**Tugas yang Diminta:**
1/ Terjemahkan ke dalam bahasa Inggris kalimat "Bila jumlah pemegang saham juga banyak dan tersebar, maka kompleksitasnya akan semakin bertambah." dari kutipan tentang GCG pada bank.
2/ Tulis ulang bagian kutipan tentang GCG pada bank mulai dari "Kekhususan Good Corporate" sampai dengan "keuangan non bank.", dengan mengganti "perusahaan lainnya" menjadi "korporasi lain".

**Kutipan Dokumen:**
::::

Kekhususan Good Corporate Governance pada Bank
Secara sepintas nampaknya penerapan GCG di bank umum tidak berbeda
dengan perusahaan lainnya, akan tetapi tidaklah demikian halnya. Good
Corporate Governance pada lembaga keuangan, khususnya bank memiliki
keunikan bila dibandingkan governace pada lembaga keuangan non bank.
Dalam banyak perilaku manajer dan pemilik bank merupakan faktor utama
yang memerlukan perhatian dalam penerapan GCG. Dalam banyak hal konsep
teori keagenan (agency theory) yang sering digunakan dalam penerapan GCG
tidak sepenuhnya dapat digunakan dalam industri perbankan.
Ross Levine sebagaimana dikutip oleh Leo J. Susilo dan Karlen Simarmata
(2007:63) menyatakan bahwa bank pada dasarnya mempunyai dua ciri khas
yang tidak terdapat pada jenis industri lainnya yaitu:
1. Informasi Asimetri dalam Industri Perbankan
Informasi yang asimetri pada industri perbankan mempunyai dimensi dan
kompleksitas yang lebih tinggi dari industri lainnya. Asimetri ini
terjadi diantara deposan, manajer bank, pengurus bank, debitor,
pemilik/pemegang saham, bank dan regulator. Semakin besar informasi
asimetri antara pihak luar bank dan pihak dalam bank, maka akan semakin
sulit bagi pihak luar untuk memonitor kinerja governance bank. Hal ini
menjadi semakin sulit karena deposan dan debitor yang sangat banyak
jumlahnya dan tersebar (diffuse). Bila jumlah pemegang saham juga banyak
dan tersebar, maka kompleksitasnya akan semakin bertambah. Bila
terdapat pemegang saham pengendali yang dominan, pengendalian manajemen
akan lebih mudah, akan tetapi juga terdapat bahaya adanya misconduct,
fraud atau penyalahgunaan bank dan dana masyarakat untuk kepentingan
pribadi atau kelompok usahanya. Informasi keuangan yang asimetri ini
adalah sumber risiko yang tinggi, baik risiko kredit, risiko operasional
maupun risiko hukum serta menjadi salah satu sumber utama terjadinya
kejahatan perbankan.

::::

**Anotasi poligon untuk foto:**
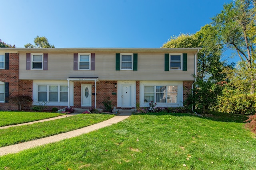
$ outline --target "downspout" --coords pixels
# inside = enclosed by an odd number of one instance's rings
[[[94,80],[94,84],[95,84],[95,86],[94,86],[94,108],[95,109],[96,109],[97,107],[96,107],[96,101],[97,100],[96,100],[96,96],[97,96],[97,82],[96,80]]]
[[[69,101],[69,96],[70,96],[70,90],[69,90],[69,80],[68,80],[68,108],[70,107],[70,105]]]
[[[198,52],[199,52],[199,50],[198,49],[197,50],[197,52],[195,54],[195,66],[194,66],[194,68],[195,68],[195,72],[194,72],[194,75],[195,75],[195,80],[194,81],[194,83],[193,83],[193,84],[192,84],[192,92],[193,92],[193,90],[194,89],[194,84],[196,82],[196,76],[197,76],[197,54],[198,53]],[[192,105],[192,111],[193,111],[194,112],[194,106]]]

::::

**Jawaban:**
1/ If the number of shareholders is also large and dispersed, the complexity will increase even further.

2/
Kekhususan Good Corporate Governance pada Bank
Secara sepintas nampaknya penerapan GCG di bank umum tidak berbeda
dengan korporasi lain, akan tetapi tidaklah demikian halnya. Good
Corporate Governance pada lembaga keuangan, khususnya bank memiliki
keunikan bila dibandingkan governace pada lembaga keuangan non bank.